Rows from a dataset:
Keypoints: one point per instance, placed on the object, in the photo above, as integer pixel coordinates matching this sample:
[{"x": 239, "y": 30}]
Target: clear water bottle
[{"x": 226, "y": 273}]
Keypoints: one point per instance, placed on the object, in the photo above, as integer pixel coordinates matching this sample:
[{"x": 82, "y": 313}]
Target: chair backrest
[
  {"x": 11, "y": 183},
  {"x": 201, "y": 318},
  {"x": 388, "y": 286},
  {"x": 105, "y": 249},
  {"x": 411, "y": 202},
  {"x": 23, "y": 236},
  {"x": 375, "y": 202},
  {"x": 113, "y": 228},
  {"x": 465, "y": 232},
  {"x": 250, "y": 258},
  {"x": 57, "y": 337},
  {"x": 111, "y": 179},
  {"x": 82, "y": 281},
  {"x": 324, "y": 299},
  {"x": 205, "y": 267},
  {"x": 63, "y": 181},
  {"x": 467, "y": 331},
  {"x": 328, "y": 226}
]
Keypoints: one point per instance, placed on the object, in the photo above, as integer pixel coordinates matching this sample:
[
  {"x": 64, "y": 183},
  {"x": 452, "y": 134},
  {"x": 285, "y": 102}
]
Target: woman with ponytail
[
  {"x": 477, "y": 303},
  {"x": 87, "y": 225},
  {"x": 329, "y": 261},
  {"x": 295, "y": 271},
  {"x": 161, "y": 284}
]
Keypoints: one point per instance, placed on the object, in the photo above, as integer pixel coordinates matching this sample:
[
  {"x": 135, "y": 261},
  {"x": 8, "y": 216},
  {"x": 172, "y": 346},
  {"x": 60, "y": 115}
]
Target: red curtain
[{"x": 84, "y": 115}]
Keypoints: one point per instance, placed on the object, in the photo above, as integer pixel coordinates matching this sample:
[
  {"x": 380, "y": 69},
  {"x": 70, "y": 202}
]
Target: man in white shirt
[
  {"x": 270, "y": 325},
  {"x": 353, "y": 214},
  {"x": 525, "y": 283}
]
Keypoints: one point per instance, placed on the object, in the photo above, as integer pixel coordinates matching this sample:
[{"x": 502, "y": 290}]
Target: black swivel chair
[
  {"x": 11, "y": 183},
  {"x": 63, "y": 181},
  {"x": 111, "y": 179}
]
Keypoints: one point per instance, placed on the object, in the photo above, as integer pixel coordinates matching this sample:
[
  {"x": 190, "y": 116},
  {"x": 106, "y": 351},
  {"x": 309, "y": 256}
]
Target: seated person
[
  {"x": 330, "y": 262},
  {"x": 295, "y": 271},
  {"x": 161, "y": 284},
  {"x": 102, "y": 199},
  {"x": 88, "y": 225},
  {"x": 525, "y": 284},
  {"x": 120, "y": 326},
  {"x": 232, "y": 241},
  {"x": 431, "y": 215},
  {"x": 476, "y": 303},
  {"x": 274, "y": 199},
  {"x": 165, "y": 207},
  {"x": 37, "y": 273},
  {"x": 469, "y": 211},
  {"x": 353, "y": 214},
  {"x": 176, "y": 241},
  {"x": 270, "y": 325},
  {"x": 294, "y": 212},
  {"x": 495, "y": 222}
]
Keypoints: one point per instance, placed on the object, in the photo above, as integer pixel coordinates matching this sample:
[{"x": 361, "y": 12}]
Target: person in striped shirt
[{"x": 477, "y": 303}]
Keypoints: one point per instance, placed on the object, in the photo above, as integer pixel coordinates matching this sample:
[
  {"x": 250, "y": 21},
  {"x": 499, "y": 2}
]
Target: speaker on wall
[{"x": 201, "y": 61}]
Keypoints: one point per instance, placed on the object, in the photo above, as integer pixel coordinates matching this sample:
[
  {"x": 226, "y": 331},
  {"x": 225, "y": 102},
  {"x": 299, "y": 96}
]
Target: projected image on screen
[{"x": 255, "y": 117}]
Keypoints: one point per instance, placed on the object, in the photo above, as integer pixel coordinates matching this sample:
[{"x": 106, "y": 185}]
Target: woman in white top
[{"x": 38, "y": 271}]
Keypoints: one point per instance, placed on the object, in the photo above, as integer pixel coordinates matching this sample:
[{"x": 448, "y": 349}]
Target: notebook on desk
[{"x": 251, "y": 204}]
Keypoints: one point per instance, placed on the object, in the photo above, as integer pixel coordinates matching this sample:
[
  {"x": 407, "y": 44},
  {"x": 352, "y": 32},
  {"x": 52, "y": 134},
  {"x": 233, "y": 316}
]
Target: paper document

## [Do this]
Please restate the data word for word, every record included.

## [Exercise solution]
Keypoints: one point per instance, placed on the object, in the photo above, as integer pixel coordinates matching this sample:
[{"x": 239, "y": 30}]
Target: clear water bottle
[{"x": 226, "y": 273}]
Keypoints: one point per instance, placed on the object, in the photo above, as integer pixel coordinates matching this sample:
[{"x": 82, "y": 313}]
Target: chair backrest
[
  {"x": 11, "y": 183},
  {"x": 201, "y": 318},
  {"x": 388, "y": 286},
  {"x": 105, "y": 249},
  {"x": 411, "y": 202},
  {"x": 23, "y": 236},
  {"x": 375, "y": 202},
  {"x": 113, "y": 228},
  {"x": 465, "y": 232},
  {"x": 250, "y": 258},
  {"x": 57, "y": 337},
  {"x": 111, "y": 179},
  {"x": 82, "y": 281},
  {"x": 324, "y": 299},
  {"x": 205, "y": 267},
  {"x": 63, "y": 181},
  {"x": 467, "y": 331},
  {"x": 328, "y": 226}
]
Keypoints: one point per instance, placed on the object, in the photo above, as integer pixel coordinates matching this sample:
[
  {"x": 64, "y": 183},
  {"x": 452, "y": 134},
  {"x": 285, "y": 102}
]
Target: woman with ponytail
[
  {"x": 477, "y": 303},
  {"x": 87, "y": 225},
  {"x": 329, "y": 261},
  {"x": 295, "y": 271},
  {"x": 161, "y": 284}
]
Keypoints: one point per instance, placed on the object, in the photo above, as integer pixel coordinates matching this sample:
[
  {"x": 135, "y": 261},
  {"x": 8, "y": 216},
  {"x": 172, "y": 346},
  {"x": 60, "y": 115}
]
Target: red curtain
[{"x": 84, "y": 115}]
Keypoints: one point per instance, placed on the object, in the photo above, as integer pixel coordinates matching this sample:
[
  {"x": 380, "y": 69},
  {"x": 70, "y": 202}
]
Target: man in white shirt
[
  {"x": 270, "y": 325},
  {"x": 353, "y": 214},
  {"x": 525, "y": 283}
]
Keypoints: one point per instance, placed on the object, in the photo above, as integer pixel coordinates matching this sample:
[{"x": 502, "y": 290}]
Target: black swivel chair
[
  {"x": 11, "y": 183},
  {"x": 63, "y": 181},
  {"x": 111, "y": 179}
]
Keypoints: one point per instance, placed on the object, in the photo above, as integer pixel coordinates matching this sample:
[
  {"x": 190, "y": 116},
  {"x": 106, "y": 351},
  {"x": 309, "y": 256}
]
Target: seated person
[
  {"x": 330, "y": 262},
  {"x": 295, "y": 271},
  {"x": 161, "y": 284},
  {"x": 102, "y": 199},
  {"x": 88, "y": 225},
  {"x": 525, "y": 284},
  {"x": 120, "y": 326},
  {"x": 232, "y": 241},
  {"x": 431, "y": 215},
  {"x": 476, "y": 303},
  {"x": 274, "y": 199},
  {"x": 165, "y": 207},
  {"x": 37, "y": 273},
  {"x": 469, "y": 211},
  {"x": 353, "y": 214},
  {"x": 176, "y": 241},
  {"x": 270, "y": 325},
  {"x": 294, "y": 212},
  {"x": 495, "y": 222}
]
Keypoints: one point per instance, placed on the object, in the photo above, as integer pixel coordinates matching this sample:
[{"x": 361, "y": 12}]
Target: person in striped shirt
[{"x": 477, "y": 303}]
Keypoints: one point per instance, placed on the object, in the photo above, as integer pixel coordinates matching this sample:
[
  {"x": 250, "y": 21},
  {"x": 499, "y": 2}
]
Target: speaker on wall
[{"x": 201, "y": 61}]
Keypoints: one point per instance, placed on the object, in the photo above, as integer pixel coordinates matching this sample:
[
  {"x": 226, "y": 331},
  {"x": 225, "y": 102},
  {"x": 299, "y": 96}
]
Target: projected image on screen
[{"x": 255, "y": 117}]
Keypoints: one point per instance, placed on the object, in the photo above, as integer pixel coordinates matching this sample:
[{"x": 106, "y": 185}]
Target: woman in white top
[{"x": 38, "y": 271}]
Keypoints: one point per instance, placed on the object, in the photo above, as integer pixel coordinates matching this sample:
[{"x": 448, "y": 349}]
Target: notebook on desk
[{"x": 251, "y": 204}]
Keypoints: one point per instance, placed on the object, in the photo above, as integer pixel coordinates matching this sample:
[
  {"x": 407, "y": 44},
  {"x": 352, "y": 32},
  {"x": 52, "y": 134},
  {"x": 233, "y": 316}
]
Target: paper document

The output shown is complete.